| Your tasks |
[1] In the sprint-tracking passage, transcribe everything from "Someone would ask" up to and including "people and hours.".
[2] Use the sprint-tracking passage to answer these questions:
(a) Around which day of every sprint does the slowing moment come?
(b) Which tool held all the data needed to answer the questions?
(c) What do most sprint trackers count?

| Provided passage |
There's a moment, somewhere around day four of every sprint, that used to slow me down.

Someone would ask — a stakeholder, my manager, sometimes just the voice in my own head — "Are we on track? Is anyone overloaded? Are we going to land this?" JIRA held every piece of data I needed to answer that. But the answer itself lived scattered across boards, filters, and a dozen open tickets. Mid-sprint, when work moves fastest and people are most likely to be quietly over-committed, assembling that answer by hand was exactly when I had the least time to do it.

I didn't need more data. JIRA gave me plenty. I needed a single lens on top of it that could answer three questions instantly: Is each person's load realistic? Are we delivering what we committed to? And is reality matching the plan?

So I built one.

The question I cared about most: is anyone over-committed?

Most sprint trackers count tasks. The one I built starts somewhere more useful — with people and hours.

| Material supplied |
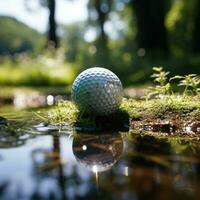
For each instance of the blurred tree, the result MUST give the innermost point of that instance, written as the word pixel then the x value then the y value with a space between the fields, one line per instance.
pixel 150 17
pixel 99 12
pixel 51 35
pixel 16 37
pixel 72 40
pixel 196 31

| Answers to the problems |
[1]
Someone would ask — a stakeholder, my manager, sometimes just the voice in my own head — "Are we on track? Is anyone overloaded? Are we going to land this?" JIRA held every piece of data I needed to answer that. But the answer itself lived scattered across boards, filters, and a dozen open tickets. Mid-sprint, when work moves fastest and people are most likely to be quietly over-committed, assembling that answer by hand was exactly when I had the least time to do it.

I didn't need more data. JIRA gave me plenty. I needed a single lens on top of it that could answer three questions instantly: Is each person's load realistic? Are we delivering what we committed to? And is reality matching the plan?

So I built one.

The question I cared about most: is anyone over-committed?

Most sprint trackers count tasks. The one I built starts somewhere more useful — with people and hours.

[2]
(a) Around day four.
(b) JIRA.
(c) Tasks.